>> start Records supplied
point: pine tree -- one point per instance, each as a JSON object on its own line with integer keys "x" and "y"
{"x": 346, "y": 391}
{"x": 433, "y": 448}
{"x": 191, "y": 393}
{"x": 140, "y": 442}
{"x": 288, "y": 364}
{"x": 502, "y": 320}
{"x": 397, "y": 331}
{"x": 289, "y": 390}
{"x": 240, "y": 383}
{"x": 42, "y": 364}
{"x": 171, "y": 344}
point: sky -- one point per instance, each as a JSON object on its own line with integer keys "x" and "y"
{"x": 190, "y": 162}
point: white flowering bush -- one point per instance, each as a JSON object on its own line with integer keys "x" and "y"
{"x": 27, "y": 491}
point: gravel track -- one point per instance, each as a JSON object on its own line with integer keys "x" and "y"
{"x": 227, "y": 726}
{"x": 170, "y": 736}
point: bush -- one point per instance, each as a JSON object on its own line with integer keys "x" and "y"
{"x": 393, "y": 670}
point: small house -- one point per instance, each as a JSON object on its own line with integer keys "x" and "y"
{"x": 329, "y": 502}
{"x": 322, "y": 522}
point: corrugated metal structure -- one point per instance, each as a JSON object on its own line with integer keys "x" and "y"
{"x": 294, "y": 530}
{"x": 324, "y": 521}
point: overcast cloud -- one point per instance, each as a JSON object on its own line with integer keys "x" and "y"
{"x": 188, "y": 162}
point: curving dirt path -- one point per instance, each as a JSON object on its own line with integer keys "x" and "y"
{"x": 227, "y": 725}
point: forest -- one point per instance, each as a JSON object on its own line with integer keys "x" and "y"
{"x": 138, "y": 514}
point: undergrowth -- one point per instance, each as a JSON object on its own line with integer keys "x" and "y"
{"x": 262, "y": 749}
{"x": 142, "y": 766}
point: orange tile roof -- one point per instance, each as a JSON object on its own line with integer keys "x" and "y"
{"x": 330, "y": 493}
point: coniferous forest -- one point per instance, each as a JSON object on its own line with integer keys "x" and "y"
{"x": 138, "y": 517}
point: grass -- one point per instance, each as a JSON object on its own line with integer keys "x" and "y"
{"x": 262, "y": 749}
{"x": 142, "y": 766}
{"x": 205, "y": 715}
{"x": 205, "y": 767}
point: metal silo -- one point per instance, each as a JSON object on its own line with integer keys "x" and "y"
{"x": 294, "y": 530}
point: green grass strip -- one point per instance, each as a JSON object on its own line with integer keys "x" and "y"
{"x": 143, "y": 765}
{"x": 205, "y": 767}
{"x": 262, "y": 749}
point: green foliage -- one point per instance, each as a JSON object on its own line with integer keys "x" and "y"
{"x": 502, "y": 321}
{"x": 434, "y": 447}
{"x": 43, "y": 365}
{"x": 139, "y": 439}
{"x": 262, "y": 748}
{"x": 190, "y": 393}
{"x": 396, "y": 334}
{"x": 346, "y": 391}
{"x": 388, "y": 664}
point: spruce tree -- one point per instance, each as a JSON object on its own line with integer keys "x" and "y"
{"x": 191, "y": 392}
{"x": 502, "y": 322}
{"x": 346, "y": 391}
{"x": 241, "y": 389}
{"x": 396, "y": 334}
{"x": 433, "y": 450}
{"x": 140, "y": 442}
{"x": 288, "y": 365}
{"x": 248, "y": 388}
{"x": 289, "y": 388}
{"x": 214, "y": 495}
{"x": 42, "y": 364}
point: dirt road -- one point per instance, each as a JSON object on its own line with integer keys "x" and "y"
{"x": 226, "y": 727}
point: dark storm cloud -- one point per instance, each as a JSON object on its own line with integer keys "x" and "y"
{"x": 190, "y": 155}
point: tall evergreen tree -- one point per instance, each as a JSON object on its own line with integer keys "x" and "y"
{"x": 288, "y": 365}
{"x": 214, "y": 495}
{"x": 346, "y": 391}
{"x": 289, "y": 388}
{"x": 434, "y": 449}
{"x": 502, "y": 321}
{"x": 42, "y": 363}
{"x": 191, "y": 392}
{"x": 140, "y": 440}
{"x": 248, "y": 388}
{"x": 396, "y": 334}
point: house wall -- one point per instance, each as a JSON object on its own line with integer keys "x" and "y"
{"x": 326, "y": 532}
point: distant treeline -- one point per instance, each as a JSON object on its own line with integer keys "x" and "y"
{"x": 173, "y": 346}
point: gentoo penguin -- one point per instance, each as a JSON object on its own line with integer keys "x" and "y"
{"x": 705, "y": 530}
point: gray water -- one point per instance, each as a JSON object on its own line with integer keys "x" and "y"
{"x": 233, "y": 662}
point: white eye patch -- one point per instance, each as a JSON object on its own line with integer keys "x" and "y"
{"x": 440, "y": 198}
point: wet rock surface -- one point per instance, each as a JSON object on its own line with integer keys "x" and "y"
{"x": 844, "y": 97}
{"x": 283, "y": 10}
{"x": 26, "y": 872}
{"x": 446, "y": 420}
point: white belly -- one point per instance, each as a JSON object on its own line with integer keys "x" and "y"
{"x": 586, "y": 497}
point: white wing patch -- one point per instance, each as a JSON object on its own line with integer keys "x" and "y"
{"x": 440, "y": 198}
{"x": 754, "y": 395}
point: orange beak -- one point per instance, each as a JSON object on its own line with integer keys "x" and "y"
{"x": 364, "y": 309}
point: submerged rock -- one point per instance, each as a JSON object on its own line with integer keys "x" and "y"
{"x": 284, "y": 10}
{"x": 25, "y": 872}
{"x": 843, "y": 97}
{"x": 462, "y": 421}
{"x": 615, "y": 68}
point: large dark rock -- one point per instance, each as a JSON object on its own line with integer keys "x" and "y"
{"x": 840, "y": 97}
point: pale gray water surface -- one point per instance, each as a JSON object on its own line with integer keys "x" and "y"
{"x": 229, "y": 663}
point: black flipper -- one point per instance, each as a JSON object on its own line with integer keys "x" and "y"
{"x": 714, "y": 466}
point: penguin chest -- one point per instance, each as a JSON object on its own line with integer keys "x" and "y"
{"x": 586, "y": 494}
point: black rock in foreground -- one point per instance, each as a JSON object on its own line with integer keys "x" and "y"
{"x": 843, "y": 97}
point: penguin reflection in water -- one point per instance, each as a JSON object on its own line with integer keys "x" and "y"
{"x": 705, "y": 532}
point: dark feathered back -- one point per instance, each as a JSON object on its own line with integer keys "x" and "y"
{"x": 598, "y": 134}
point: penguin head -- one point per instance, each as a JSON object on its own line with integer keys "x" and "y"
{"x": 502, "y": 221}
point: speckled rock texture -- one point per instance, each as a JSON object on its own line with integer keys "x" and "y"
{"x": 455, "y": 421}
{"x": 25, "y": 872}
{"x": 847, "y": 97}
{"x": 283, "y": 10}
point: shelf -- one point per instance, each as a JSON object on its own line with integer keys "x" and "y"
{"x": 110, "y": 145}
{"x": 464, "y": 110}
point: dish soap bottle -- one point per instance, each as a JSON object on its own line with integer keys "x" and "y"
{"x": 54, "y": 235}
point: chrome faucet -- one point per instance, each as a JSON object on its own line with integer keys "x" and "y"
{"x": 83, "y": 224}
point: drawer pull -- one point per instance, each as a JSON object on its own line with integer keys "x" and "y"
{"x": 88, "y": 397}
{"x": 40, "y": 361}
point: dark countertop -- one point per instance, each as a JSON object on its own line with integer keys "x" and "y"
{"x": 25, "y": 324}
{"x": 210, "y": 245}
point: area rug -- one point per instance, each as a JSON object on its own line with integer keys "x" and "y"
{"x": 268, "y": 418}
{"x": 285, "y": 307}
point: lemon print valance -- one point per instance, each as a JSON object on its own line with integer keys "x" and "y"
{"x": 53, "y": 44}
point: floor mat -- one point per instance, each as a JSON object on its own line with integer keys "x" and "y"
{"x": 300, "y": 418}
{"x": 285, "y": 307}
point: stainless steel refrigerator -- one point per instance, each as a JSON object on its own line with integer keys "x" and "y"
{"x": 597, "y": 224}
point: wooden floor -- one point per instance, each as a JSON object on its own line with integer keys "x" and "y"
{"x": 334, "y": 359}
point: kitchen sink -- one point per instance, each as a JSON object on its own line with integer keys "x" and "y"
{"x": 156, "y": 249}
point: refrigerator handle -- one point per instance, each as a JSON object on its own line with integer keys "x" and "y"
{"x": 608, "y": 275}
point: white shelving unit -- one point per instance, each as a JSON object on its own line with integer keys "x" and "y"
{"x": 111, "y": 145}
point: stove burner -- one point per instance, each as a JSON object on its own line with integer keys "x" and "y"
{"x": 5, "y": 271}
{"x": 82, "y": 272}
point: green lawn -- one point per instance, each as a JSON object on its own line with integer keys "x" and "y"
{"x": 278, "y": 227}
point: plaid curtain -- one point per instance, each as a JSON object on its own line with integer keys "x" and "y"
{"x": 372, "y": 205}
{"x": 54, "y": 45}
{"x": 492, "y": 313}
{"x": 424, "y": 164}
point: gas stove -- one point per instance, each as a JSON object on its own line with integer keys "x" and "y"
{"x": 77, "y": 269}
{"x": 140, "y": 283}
>> end Records supplied
[Instruction]: Find "point: dark countertop" in the data above, then repeat that line and all lines after it exactly, ending with the final line.

[Reply]:
point: dark countertop -- one point per instance, each as a JSON object on its own line with integer keys "x" and "y"
{"x": 25, "y": 324}
{"x": 210, "y": 245}
point: area rug -- one point per instance, each as a JSON object on its own line with integer keys "x" and "y"
{"x": 268, "y": 418}
{"x": 285, "y": 307}
point: lemon print valance -- one point per instance, each as a JSON object on its own line with integer keys "x" and "y"
{"x": 53, "y": 44}
point: floor mat -- one point per instance, each as a JSON object on its own line with integer keys "x" and "y"
{"x": 300, "y": 418}
{"x": 285, "y": 307}
point: stainless steel refrigerator -- one point per instance, each as a JSON object on its own line with integer keys "x" and "y"
{"x": 597, "y": 224}
point: wooden floor -- one point per instance, each as a JSON object on its own line with integer keys "x" and "y"
{"x": 334, "y": 359}
point: kitchen sink -- one point per instance, each as a JSON object on its own line with integer keys "x" and "y"
{"x": 156, "y": 249}
point: refrigerator handle -- one point per instance, each as a JSON object on its own line with integer keys "x" and "y"
{"x": 608, "y": 275}
point: white shelving unit -- one point per instance, each as a JSON object on its own line with integer keys "x" and "y"
{"x": 111, "y": 145}
point: stove burner -- one point per instance, each as a JSON object on its own line with integer keys "x" and "y"
{"x": 5, "y": 271}
{"x": 82, "y": 272}
point: green lawn -- one point per instance, each as a JSON object on its own line with integer keys "x" and "y"
{"x": 278, "y": 227}
point: plaid curtain -- one point per instance, each as a JSON object on its own line with integer keys "x" and "y"
{"x": 372, "y": 205}
{"x": 54, "y": 45}
{"x": 492, "y": 313}
{"x": 424, "y": 164}
point: gas stove -- one point per instance, each as a JSON object on its own line with integer keys "x" and "y"
{"x": 77, "y": 269}
{"x": 140, "y": 283}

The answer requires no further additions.